> Objective:
Format the entire listing below as a JSON list of strings, one string per line, omitting blank lines and leaving out the pictures.

Object detection data:
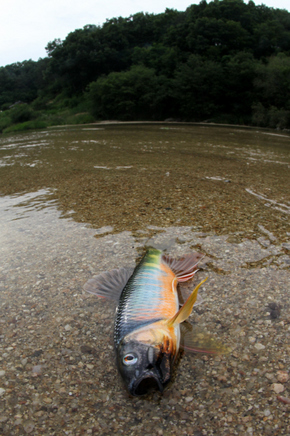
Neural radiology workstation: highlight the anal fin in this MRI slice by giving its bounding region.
[167,278,207,327]
[180,322,231,354]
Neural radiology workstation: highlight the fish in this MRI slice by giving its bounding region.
[84,248,227,396]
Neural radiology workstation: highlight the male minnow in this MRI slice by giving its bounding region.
[84,249,225,395]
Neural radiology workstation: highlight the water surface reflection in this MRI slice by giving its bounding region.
[0,125,290,436]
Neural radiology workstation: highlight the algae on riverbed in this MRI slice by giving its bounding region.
[0,125,290,436]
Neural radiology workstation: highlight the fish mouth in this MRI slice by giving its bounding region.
[131,372,163,396]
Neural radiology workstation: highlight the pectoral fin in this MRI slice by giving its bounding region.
[167,278,207,327]
[162,253,204,282]
[180,322,231,354]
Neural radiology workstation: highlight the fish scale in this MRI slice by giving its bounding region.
[114,250,168,345]
[85,249,227,395]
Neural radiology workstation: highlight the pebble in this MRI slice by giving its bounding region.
[185,397,193,403]
[254,342,266,351]
[272,383,285,394]
[277,371,289,383]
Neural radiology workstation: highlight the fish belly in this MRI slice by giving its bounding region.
[114,250,180,345]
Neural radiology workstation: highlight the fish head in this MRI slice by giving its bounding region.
[117,328,175,396]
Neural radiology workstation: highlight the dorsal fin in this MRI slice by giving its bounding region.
[162,253,204,282]
[166,278,207,327]
[84,268,134,301]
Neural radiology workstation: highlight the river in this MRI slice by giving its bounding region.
[0,123,290,436]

> Solved problem:
[
  "Neural radiology workstation: highlight the anal fin in this MRI slice by giving its bounding region.",
  "[167,278,207,327]",
  "[180,322,231,354]",
  "Neural radiology workstation: highlight the fish in this MRI slice by giving its bounding region.",
  "[84,248,227,396]",
  "Neural radiology workstation: highlight the male minnow in this MRI slice by giving its bounding region.",
  "[84,249,225,395]",
  "Neural radiology workstation: highlight the water surface reflection in this MRI slice by giving its bounding region.",
  "[0,125,290,436]",
  "Neural radiology workstation: highlight the algae on riverbed in this MRI slice by giving its bounding region.",
  "[0,125,290,436]",
  "Neural radiology workstation: highlight the fish mouth in this MRI slice by giving its bounding region.",
  "[131,372,163,396]",
  "Neural radiology workstation: highlight the pectoral fin in this MRI slice by giving its bounding region.",
  "[167,278,207,327]",
  "[162,253,204,282]",
  "[180,322,231,354]",
  "Neural radiology workstation: highlight the fish scale in this MRI slice by giving its bounding region.",
  "[114,250,168,345]",
  "[85,249,227,395]",
  "Neural radiology workstation: highlight the pebble in this MRI slice by giving its bounding region.",
  "[185,397,193,403]",
  "[254,342,266,351]",
  "[272,383,285,394]",
  "[277,371,289,383]",
  "Neural radiology workstation: highlight the fish belly in this MRI slice by giving its bounding region.",
  "[114,250,180,345]",
  "Neural radiology workstation: highlight the fish head in this MRI slice by giving its bounding region.",
  "[117,328,175,396]",
  "Neural radiology workstation: highlight the dorsal fin in this MRI slice by giving its bounding region.",
  "[162,253,204,282]",
  "[166,278,207,327]",
  "[84,268,134,301]",
  "Neural radiology workstation: highlight the river in this MRI slice by giving its bounding region.",
  "[0,123,290,436]"
]